What you are asked to do -
Only one range belongs in the answer: the line holding "Teacher note: please indicate the round" through the last line of the records, reproduced as is.

Records for this task -
[Start of Attachment]

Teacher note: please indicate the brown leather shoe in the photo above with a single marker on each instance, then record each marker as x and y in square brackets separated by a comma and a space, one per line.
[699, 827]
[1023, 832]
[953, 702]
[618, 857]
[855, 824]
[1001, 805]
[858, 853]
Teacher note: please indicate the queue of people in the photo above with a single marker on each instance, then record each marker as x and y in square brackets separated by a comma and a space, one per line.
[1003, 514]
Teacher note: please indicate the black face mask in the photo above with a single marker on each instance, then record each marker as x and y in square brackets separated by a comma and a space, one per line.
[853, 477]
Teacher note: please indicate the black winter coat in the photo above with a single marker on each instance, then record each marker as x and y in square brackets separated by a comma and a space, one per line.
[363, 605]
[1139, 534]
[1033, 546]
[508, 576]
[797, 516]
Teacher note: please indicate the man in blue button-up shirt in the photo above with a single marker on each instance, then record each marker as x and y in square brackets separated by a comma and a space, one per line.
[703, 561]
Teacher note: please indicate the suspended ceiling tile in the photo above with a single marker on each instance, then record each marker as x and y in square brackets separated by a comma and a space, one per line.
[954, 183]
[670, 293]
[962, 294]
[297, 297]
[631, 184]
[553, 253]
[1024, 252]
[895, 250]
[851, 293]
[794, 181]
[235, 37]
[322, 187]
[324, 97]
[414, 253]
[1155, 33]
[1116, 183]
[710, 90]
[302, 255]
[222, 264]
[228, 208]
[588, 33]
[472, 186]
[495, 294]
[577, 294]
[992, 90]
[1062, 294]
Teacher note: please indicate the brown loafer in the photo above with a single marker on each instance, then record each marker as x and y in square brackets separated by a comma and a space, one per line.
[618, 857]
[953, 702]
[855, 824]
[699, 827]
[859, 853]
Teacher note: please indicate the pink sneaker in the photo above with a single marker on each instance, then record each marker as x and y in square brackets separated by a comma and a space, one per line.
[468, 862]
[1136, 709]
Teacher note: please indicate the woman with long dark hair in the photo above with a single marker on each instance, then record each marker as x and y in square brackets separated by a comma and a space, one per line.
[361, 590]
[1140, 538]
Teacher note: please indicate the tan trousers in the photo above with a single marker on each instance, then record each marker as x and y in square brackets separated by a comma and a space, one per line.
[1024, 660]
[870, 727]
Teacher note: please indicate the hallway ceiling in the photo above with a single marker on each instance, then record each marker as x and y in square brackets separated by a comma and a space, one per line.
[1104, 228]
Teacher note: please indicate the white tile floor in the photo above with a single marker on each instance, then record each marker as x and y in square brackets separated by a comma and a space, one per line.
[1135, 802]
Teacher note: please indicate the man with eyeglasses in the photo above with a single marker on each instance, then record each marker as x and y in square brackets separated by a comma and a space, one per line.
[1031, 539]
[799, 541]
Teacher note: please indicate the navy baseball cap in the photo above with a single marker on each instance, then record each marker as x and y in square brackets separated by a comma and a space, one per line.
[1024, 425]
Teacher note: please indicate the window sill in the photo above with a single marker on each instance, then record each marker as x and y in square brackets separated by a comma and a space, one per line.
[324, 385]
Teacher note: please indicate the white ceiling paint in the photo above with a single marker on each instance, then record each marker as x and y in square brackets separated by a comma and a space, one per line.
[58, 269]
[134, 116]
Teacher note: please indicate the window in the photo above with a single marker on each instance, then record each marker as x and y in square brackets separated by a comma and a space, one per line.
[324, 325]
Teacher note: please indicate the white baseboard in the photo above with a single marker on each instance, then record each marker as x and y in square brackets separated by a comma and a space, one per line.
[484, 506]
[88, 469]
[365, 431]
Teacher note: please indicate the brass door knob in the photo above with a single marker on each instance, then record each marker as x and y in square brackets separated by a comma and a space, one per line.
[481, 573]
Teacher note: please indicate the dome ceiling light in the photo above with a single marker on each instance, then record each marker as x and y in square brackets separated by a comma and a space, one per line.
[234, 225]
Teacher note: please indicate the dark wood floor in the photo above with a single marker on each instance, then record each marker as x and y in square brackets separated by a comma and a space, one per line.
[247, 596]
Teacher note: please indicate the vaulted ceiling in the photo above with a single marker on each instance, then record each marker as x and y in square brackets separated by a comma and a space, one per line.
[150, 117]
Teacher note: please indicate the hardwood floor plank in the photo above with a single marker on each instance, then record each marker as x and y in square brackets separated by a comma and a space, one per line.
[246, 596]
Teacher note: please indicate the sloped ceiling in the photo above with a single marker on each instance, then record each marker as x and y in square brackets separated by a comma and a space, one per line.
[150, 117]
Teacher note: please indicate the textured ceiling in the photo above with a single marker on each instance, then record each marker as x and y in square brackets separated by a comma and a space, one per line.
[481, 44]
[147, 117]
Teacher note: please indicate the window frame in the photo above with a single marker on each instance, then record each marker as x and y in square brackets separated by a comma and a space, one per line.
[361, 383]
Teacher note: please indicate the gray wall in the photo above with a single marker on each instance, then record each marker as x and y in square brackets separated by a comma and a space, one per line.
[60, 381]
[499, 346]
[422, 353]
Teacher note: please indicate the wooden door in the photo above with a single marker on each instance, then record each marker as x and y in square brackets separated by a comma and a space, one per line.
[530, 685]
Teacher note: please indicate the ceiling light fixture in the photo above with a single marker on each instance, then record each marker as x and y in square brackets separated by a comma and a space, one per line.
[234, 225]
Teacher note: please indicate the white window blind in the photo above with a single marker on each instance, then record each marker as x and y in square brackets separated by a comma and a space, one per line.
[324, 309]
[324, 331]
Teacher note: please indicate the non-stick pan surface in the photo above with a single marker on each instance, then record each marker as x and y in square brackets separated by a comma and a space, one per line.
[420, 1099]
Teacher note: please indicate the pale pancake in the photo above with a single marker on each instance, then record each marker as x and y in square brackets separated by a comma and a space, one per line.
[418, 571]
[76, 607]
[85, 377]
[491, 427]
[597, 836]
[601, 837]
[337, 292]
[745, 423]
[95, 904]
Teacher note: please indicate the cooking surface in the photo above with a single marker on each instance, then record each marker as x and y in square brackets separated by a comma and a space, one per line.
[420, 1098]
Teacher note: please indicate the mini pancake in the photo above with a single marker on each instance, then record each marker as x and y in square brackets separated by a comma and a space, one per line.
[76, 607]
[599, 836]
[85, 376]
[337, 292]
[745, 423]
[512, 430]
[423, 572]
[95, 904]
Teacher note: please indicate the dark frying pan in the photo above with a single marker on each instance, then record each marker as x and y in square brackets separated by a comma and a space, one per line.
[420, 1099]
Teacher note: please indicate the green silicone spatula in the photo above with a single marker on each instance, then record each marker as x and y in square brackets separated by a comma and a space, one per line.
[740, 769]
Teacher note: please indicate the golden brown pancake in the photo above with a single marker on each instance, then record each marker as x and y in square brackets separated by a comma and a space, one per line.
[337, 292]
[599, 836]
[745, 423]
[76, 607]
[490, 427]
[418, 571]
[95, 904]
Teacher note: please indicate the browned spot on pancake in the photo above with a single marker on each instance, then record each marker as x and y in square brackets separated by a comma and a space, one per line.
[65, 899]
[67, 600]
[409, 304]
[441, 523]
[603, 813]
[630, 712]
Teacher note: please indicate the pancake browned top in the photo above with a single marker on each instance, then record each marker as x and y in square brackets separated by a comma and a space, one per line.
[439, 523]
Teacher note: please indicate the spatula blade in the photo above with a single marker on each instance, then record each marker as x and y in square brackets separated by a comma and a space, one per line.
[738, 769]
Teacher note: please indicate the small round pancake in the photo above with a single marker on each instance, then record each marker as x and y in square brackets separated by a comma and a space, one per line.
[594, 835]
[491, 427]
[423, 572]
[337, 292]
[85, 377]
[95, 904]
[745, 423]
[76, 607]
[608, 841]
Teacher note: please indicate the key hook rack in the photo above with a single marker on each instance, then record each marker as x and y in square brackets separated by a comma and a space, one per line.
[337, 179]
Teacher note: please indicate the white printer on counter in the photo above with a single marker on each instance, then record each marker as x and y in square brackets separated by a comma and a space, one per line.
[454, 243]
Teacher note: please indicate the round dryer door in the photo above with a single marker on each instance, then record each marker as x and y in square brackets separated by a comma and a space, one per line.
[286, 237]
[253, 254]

[End of Attachment]

Exercise output -
Teacher note: please indicate the round dryer door in the photo above with a single marker on each instance, then record each marker as x and y in square brackets separated by a comma and a space, one per line.
[286, 237]
[253, 254]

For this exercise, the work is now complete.